TASK STATEMENT:
Answer these questions using the passage below about John's service in the Australian Flying Corps.
1. On what kind of vehicle did Frank Gilfedder and Sgt Kirkpatrick set out to locate John's aircraft?
2. What command was John given after he recovered in England?
3. In what year was John placed on the Retired List?

SOURCE PASSAGE:
============
Frank Gilfedder, a motor cyclist, Dispatch Rider with 3rd Squadron, Australian Flying Corp, who had taken part in the salvage and funeral arrangements of Baron Von Richthofen; was dispatched with Sgt Kirkpatrick in a V & M motor bike, with side car, to locate John’s aircraft. On locating the plane, they were ‘astonished to find the position was even more tricky than the rumours of what he could do; it was in a narrow lane between the held German trenches and some abandoned trenches on our side. A remarkable feat considering he was wounded. It was about the same spot where I went out to bring in the bodies of Capt. Ralf and Jack Buckland, shot down.’ Sgt. Kirkpatrick had told him that Jack was such a safe pilot, he could safely land a plane in the streets of London.
John’s wounds were severe making it necessary for him to be evacuated to England for more intensive treatment. On recovery, he was appointed Commanding Officer of No 7 Training Squadron, A.F.C. at Yatesbury
John returned to Australia in April, 1919 and was discharged from The Australian Flying Corps in July of that year, but remained in the Reserve until he was placed on the Retired List in 1942.
============
SUPPLIED INFORMATION:
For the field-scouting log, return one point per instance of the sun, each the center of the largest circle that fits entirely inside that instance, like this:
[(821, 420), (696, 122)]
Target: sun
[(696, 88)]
============
ANSWER TO THIS EXERCISE:
1. A V & M motor bike with a side car.
2. Commanding Officer of No 7 Training Squadron, A.F.C., at Yatesbury.
3. 1942.